* [WHAT YOU SHOULD DO]
Quote the rows word for word, starting at the line that contains "Query: white store wall" and ending with the last row.

**** RECORDS FOR PROCESSING

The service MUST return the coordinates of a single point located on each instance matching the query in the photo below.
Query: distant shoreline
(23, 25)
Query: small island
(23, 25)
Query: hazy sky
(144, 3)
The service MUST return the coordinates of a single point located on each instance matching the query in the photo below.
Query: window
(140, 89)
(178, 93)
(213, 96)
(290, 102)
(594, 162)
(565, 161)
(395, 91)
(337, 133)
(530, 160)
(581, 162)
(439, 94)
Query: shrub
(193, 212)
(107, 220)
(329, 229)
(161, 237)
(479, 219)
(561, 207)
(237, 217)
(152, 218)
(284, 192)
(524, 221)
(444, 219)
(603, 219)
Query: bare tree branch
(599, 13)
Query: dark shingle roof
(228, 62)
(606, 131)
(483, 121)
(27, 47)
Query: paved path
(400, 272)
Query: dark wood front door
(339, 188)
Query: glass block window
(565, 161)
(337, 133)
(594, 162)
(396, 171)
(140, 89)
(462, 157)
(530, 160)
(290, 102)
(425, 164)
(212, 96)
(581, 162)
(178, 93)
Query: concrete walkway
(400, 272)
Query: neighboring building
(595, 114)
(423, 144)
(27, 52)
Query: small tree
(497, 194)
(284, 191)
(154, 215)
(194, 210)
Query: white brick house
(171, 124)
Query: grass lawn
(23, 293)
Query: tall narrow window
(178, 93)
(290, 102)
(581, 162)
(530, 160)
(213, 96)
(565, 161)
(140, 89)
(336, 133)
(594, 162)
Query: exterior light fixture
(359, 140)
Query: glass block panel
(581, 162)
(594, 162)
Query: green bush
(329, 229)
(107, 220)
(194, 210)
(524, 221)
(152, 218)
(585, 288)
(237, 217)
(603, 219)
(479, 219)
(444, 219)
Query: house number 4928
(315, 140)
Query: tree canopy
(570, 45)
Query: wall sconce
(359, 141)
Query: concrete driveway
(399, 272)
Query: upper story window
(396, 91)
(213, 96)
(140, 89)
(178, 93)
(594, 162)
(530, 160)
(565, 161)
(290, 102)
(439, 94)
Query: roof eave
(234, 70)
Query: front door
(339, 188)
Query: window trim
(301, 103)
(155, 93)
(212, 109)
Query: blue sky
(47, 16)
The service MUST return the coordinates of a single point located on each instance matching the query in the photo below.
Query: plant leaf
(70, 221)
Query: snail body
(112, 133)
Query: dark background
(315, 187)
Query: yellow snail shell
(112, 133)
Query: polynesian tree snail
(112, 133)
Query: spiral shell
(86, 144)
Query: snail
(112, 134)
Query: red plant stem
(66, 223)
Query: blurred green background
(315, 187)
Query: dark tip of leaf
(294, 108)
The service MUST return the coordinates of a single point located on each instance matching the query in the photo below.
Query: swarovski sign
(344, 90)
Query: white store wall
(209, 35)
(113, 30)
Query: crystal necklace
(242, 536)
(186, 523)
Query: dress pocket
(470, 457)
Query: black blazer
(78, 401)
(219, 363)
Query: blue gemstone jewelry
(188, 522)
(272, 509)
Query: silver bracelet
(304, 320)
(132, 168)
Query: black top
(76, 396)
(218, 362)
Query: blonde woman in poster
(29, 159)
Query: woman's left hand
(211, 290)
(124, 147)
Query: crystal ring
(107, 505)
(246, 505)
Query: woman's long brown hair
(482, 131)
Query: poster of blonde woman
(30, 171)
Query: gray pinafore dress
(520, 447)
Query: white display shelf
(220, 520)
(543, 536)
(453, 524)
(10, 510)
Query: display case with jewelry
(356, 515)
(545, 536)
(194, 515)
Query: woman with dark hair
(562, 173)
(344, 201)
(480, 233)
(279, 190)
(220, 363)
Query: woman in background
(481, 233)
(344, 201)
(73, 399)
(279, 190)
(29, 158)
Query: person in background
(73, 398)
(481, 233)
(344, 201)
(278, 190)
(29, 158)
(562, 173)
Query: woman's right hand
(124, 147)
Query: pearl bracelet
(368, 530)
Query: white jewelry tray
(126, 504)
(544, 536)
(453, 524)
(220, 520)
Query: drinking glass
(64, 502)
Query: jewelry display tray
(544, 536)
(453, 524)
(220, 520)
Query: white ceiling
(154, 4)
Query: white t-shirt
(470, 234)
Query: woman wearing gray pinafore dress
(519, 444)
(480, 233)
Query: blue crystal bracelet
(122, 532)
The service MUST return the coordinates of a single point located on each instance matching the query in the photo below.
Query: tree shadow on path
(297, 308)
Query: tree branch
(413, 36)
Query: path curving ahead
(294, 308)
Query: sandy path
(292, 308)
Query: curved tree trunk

********

* [EXERCISE SOLUTION]
Query: white store wall
(209, 35)
(113, 30)
Query: crystal necklace
(242, 536)
(186, 523)
Query: dress pocket
(470, 457)
Query: black blazer
(78, 401)
(219, 363)
Query: blue gemstone jewelry
(188, 522)
(272, 509)
Query: silver bracelet
(304, 320)
(132, 168)
Query: black top
(76, 396)
(218, 362)
Query: blonde woman in poster
(29, 159)
Query: woman's left hand
(211, 290)
(124, 147)
Query: crystal ring
(107, 505)
(246, 505)
Query: woman's long brown hair
(482, 131)
Query: poster of blonde woman
(30, 171)
Query: gray pinafore dress
(520, 447)
Query: white display shelf
(220, 520)
(543, 536)
(453, 524)
(10, 510)
Query: display case with jewelry
(356, 515)
(545, 536)
(194, 515)
Query: woman with dark hair
(562, 173)
(344, 201)
(480, 233)
(279, 190)
(220, 363)
Query: woman in background
(481, 233)
(344, 201)
(73, 399)
(279, 190)
(29, 158)
Query: person in background
(73, 398)
(481, 233)
(344, 201)
(278, 190)
(29, 158)
(562, 173)
Query: woman's right hand
(124, 147)
Query: pearl bracelet
(368, 530)
Query: white jewelry tray
(126, 504)
(544, 536)
(453, 524)
(220, 520)
Query: drinking glass
(64, 502)
Query: jewelry display tray
(544, 536)
(453, 524)
(220, 520)
Query: white ceiling
(154, 4)
Query: white t-shirt
(470, 234)
Query: woman wearing gray pinafore dress
(519, 444)
(480, 233)
Query: blue crystal bracelet
(122, 532)
The service MUST return the coordinates of a single point located on each instance matching the query in the photo below.
Query: tree shadow on path
(297, 308)
Query: tree branch
(413, 36)
Query: path curving ahead
(294, 308)
Query: sandy path
(292, 308)
Query: curved tree trunk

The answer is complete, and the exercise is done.